Provided passage =
Encajuelado: Based on the word for “trunk,” a body dumped in the trunk of a car. This is a common method of disposing of victims of a drug hit. Often, the bodies are bound and gagged with packing tape or are encobijados, wrapped in blankets. Sometimes they are accompanied by a handwritten narcomensaje.
Narcomensaje: A scrawled drug message, often rambling or peppered with misspellings. Such missives are typically meant to threaten rival drug cartels or government security forces. Messages sometimes take the form of banners, known as narcomantas, and hung from bridges or in other public places to demonstrate a gang’s audacity.
Plaza: Not the quaint public square you see in nearly every Mexican town, but rather any defined drug marketplace, such as a smuggling point. Much of the violence since December 2006, when President Felipe Calderon declared war on drug cartels, is due to fighting among gangs over coveted plazas, or turf, including street-level sales taking place in tienditas.
Tiendita: Any place where drugs are sold in small quantities on the street — a house, apartment building or even a little store. Tienditas, or “little stores,” play a big role in what Mexican officials say is a worrisome increase in domestic drug use and addiction in Mexico, which once served mainly as a pipeline to the United States with little local consumption.
Halcones: To guard strongholds, trafficking groups rely on a network of street-level informants — taxi drivers, fruit vendors, teen boys — known as halcones, or falcons. Halcones provide early warning of the arrival of federal police or soldiers that have been dispatched around Mexico as part of Calderon’s drug war.

Required actions =
1) Locate every line of the listing that contains the string "windshield", with uppercase and lowercase treated as different, and copy each such line.
2) Write the next part of the glossary of Mexican drug-war terms, picking up after its last sentence.
The glossary of Mexican drug-war terms and the listing are separate, unrelated material.

Excerpted data =

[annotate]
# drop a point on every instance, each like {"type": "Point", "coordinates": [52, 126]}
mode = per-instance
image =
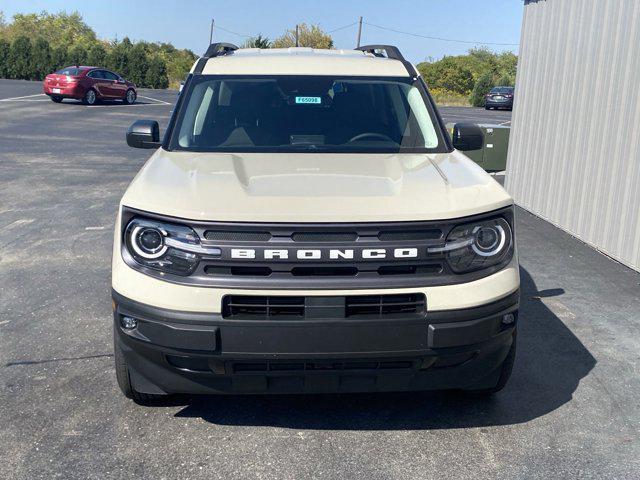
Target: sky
{"type": "Point", "coordinates": [186, 23]}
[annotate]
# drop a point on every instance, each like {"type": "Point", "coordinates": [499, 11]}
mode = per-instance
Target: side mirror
{"type": "Point", "coordinates": [467, 136]}
{"type": "Point", "coordinates": [144, 134]}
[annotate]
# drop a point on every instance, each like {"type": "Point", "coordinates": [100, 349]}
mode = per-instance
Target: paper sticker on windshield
{"type": "Point", "coordinates": [309, 100]}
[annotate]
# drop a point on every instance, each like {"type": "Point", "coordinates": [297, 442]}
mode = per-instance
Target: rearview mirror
{"type": "Point", "coordinates": [144, 134]}
{"type": "Point", "coordinates": [467, 136]}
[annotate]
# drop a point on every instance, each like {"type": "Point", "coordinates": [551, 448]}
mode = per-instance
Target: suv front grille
{"type": "Point", "coordinates": [253, 307]}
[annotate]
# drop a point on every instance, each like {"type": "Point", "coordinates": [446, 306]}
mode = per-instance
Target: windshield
{"type": "Point", "coordinates": [305, 113]}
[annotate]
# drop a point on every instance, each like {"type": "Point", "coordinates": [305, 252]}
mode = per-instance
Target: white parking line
{"type": "Point", "coordinates": [154, 99]}
{"type": "Point", "coordinates": [19, 98]}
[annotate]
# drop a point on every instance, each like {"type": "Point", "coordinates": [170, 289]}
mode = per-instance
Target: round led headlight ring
{"type": "Point", "coordinates": [148, 242]}
{"type": "Point", "coordinates": [489, 240]}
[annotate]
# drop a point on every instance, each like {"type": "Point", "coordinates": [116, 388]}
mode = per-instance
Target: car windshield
{"type": "Point", "coordinates": [306, 113]}
{"type": "Point", "coordinates": [502, 90]}
{"type": "Point", "coordinates": [72, 71]}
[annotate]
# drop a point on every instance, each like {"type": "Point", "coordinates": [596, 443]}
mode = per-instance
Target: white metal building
{"type": "Point", "coordinates": [574, 153]}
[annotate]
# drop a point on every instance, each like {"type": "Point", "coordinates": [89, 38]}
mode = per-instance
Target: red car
{"type": "Point", "coordinates": [88, 84]}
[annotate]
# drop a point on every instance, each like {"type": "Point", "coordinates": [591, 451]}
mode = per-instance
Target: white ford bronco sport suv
{"type": "Point", "coordinates": [308, 225]}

Set of answers =
1)
Target: paper sticker on windshield
Target: windshield
Target: car windshield

2)
Cuerno de chivo: “Goat horn,” nickname for the AK-47 assault rifle, a favorite of cartel gunmen. The name refers to the curved shape of the magazine. Hit men are increasingly making use of even more powerful weapons, including .50-caliber machine guns and 40-millimeter grenade launchers. Authorities also report a rise in the use of potent pistols, able to fire through body armor, that are known here as matapolicias, or cop killers.
Narco-(anything): It’s handy for headline writers and coiners of terms that narco combines with almost any noun. Alone, narco can refer to a trafficker or the entire illegal drug trade, as in, “The government’s war against el narco.”
A little creativity yields narco-fiestas (opulent, drug-laden parties featuring foreign dancers or big-name musical groups), narco-zoologicos (narco-zoos, collections of exotic animals that, for some reason, are collectors’ items for traffickers) and narco-candidatos (politicians reputed to be in cahoots with drug gangs).
Attorneys who defend suspected capos are narco-abogados, or narco-lawyers.
Narco-policias are cops on the take.
And representing the drug war’s next generation: Narcojuniors, the well-heeled children of traffickers accused of helping run the criminal enterprises.